# Written problem
Retype every line of the listing below without changing anything.

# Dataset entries
[start]

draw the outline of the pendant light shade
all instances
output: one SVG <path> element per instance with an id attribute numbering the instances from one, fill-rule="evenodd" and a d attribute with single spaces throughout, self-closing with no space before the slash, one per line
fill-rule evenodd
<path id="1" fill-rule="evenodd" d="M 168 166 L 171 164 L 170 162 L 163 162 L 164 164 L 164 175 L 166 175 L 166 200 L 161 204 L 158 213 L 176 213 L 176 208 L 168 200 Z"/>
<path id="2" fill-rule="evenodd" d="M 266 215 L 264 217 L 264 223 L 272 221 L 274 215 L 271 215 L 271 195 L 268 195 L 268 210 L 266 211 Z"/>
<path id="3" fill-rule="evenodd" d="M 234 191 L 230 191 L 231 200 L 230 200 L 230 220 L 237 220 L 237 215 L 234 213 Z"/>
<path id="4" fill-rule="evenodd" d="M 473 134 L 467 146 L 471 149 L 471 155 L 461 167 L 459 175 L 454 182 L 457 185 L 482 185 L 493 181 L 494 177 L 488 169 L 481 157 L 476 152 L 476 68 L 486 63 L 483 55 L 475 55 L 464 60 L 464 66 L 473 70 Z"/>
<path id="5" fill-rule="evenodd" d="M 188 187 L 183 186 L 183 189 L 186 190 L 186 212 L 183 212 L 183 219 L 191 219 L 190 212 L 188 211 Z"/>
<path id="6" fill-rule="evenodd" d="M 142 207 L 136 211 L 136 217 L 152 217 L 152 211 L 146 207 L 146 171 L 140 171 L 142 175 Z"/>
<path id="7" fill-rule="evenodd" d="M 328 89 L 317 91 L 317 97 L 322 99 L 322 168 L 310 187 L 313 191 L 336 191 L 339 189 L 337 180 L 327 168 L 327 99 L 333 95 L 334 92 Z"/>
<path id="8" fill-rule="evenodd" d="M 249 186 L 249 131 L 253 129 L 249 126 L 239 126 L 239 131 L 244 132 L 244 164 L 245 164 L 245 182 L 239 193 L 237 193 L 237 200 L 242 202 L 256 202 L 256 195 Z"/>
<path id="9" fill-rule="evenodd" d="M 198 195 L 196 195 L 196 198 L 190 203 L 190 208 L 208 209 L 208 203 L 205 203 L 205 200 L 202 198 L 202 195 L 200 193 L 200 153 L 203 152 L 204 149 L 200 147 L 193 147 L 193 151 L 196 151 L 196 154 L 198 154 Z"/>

[end]

# Solved problem
draw the outline of the pendant light shade
all instances
output: one SVG <path> element per instance with an id attribute numbering the instances from one, fill-rule="evenodd" and a d attribute with single spaces throughout, self-closing with no space before the slash, one per line
fill-rule evenodd
<path id="1" fill-rule="evenodd" d="M 168 166 L 171 164 L 170 162 L 163 162 L 164 164 L 164 175 L 166 175 L 166 200 L 161 204 L 158 213 L 176 213 L 176 208 L 168 200 Z"/>
<path id="2" fill-rule="evenodd" d="M 266 215 L 264 217 L 264 223 L 272 221 L 274 215 L 271 215 L 271 195 L 268 195 L 268 210 L 266 211 Z"/>
<path id="3" fill-rule="evenodd" d="M 234 191 L 230 191 L 231 200 L 230 200 L 230 220 L 237 220 L 237 215 L 234 213 Z"/>
<path id="4" fill-rule="evenodd" d="M 473 134 L 467 146 L 471 149 L 471 155 L 461 167 L 459 175 L 454 182 L 457 185 L 482 185 L 493 181 L 494 177 L 488 169 L 481 157 L 476 152 L 476 68 L 486 63 L 483 55 L 475 55 L 464 60 L 464 66 L 473 70 Z"/>
<path id="5" fill-rule="evenodd" d="M 188 187 L 183 186 L 183 189 L 186 190 L 186 212 L 183 212 L 183 219 L 191 219 L 190 212 L 188 211 Z"/>
<path id="6" fill-rule="evenodd" d="M 142 207 L 136 211 L 136 217 L 152 217 L 152 211 L 146 207 L 146 171 L 140 171 L 142 175 Z"/>
<path id="7" fill-rule="evenodd" d="M 328 89 L 317 91 L 317 97 L 322 99 L 322 168 L 310 187 L 313 191 L 336 191 L 339 189 L 337 180 L 327 168 L 327 99 L 333 95 L 334 92 Z"/>
<path id="8" fill-rule="evenodd" d="M 249 186 L 249 131 L 253 129 L 249 126 L 239 126 L 239 131 L 244 132 L 244 164 L 245 164 L 245 182 L 239 193 L 237 193 L 237 200 L 242 202 L 256 202 L 256 195 Z"/>
<path id="9" fill-rule="evenodd" d="M 198 195 L 196 195 L 196 198 L 190 203 L 190 208 L 208 209 L 208 203 L 205 203 L 205 200 L 202 198 L 202 195 L 200 193 L 200 153 L 203 152 L 204 149 L 200 147 L 193 147 L 193 151 L 196 151 L 196 154 L 198 154 Z"/>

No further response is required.